## [Aim of the exercise]
Reproduce the listing that follows, unchanged and complete.

## [Material for this exercise]
--- START ---

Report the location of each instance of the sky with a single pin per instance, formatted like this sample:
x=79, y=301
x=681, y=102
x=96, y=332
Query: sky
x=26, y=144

--- END ---

## [Reply]
Report the location of each instance of the sky with a single pin per instance, formatted like this sample:
x=79, y=301
x=681, y=102
x=96, y=332
Query: sky
x=26, y=144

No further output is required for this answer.